SUPPLIED TEXT >>
:::::
MARSHALL - Campaign season for the Minnesota Legislature is in full swing, and a group of Democratic-Farmer-Labor candidates said that they've noticed some changes in voter attitudes this year. In November, their decisions may have less to do with party lines, and more to do with issues.
"It comes down to who represents their community," said Minnesota House Minority Leader Paul Thissen, during a visit to Marshall on Saturday.
Thissen, DFL-Minneapolis, was in Marshall to show support for local DFL candidate Al Kruse. Thissen, Kruse and state Senate candidate Ted Suss talked about campaign season and issues facing the Minnesota Legislature after election day has come and gone.
Kruse, of Marshall, is running in State Representative District 16A. Suss, of Lucan, is running in State Senate District 16.
Kruse and Suss said they've received some very positive responses on the campaign trail so far. Suss said there seems to be a rising sense of frustration among voters and a desire for leaders who can compromise and get things done.
"It's distressing how many people have lost faith in the legislative system," Suss said.
Kruse said he had noticed some of the same things. The state shutdown in 2011 and state constitutional amendments going on the ballot in November haven't been positive for voters, Kruse said.
"I don't think people like being pushed into constitutional amendments," he said. "Governing by constitutional amendment is not good government."
"It's a symptom of a larger issue of intransigence" among state lawmakers, Thissen said. There weren't many minds changing in the past two years, which helped lead to situations like the state shutdown.
"We need people who are willing to compromise and willing to learn," Kruse said.
The challenges facing the state, Thissen said, "are really too big to not do that."
Thissen said the challenges Minnesota will face include ongoing fiscal and budget questions. State cuts to Local Government Aid funding has driven counties and cities to rely more on property taxes. Cuts to education also hurt the state's future workforce and economic prospects, he said.
:::::
SUPPLIED DATA >>
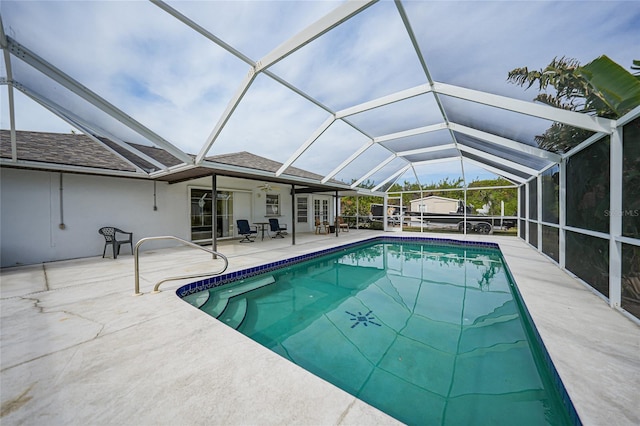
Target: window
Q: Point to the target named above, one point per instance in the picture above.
(321, 210)
(302, 210)
(273, 204)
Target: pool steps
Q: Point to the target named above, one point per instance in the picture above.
(220, 302)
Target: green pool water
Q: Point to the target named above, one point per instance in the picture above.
(431, 335)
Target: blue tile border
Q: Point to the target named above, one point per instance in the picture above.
(220, 280)
(548, 362)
:::::
BRIEF 1 >> From the article on the Minnesota legislative campaign, output the passage starting at "Thissen, DFL-Minneapolis, was" and ending at "Senate District 16.", word for word.
BRIEF 2 >> Name every person mentioned by name in the article on the Minnesota legislative campaign.
BRIEF 3 >> Continue the article on the Minnesota legislative campaign, picking up after its last sentence.

RESPONSE 1 >>
Thissen, DFL-Minneapolis, was in Marshall to show support for local DFL candidate Al Kruse. Thissen, Kruse and state Senate candidate Ted Suss talked about campaign season and issues facing the Minnesota Legislature after election day has come and gone.
Kruse, of Marshall, is running in State Representative District 16A. Suss, of Lucan, is running in State Senate District 16.

RESPONSE 2 >>
Paul Thissen
Al Kruse
Ted Suss

RESPONSE 3 >>
"Cuts to higher education could have been the worst decision, long term," Thissen said.
Suss said he had spoken with many voters who were also concerned about education, and even some who were in favor of the state paying back money it owes schools.
"People are well aware that schools have been shortchanged," Suss said.
"LGA comes up a lot, too," Kruse said, now that aid cuts have begun to affect city and county services around southwest Minnesota.
Kruse said other pressing concerns in the region include transportation and infrastructure, renewable fuels standards and encouraging agriculture and small businesses.
Candidates said the state will also need to look at possibilities for tax reform and raising revenue more fairly. Suss said recent changes like the homestead credit have put a huge tax burden on farmers, small businesses and the middle class.
Thissen said he was in support of closing tax loopholes for large corporations. Kruse also said the state could, through legislation, do a better job of collecting state taxes it is owed on Internet sales.
Redistricting may pose some challenges for state elections this year, Kruse said. Voters are still getting to know which districts they now live in, and in southwest Minnesota, the new districts may make some races closer. The new boundaries for District 16A, he said, "took a heavily Republican-leaning district, and made it more even," by including some areas that have voted DFL in the past.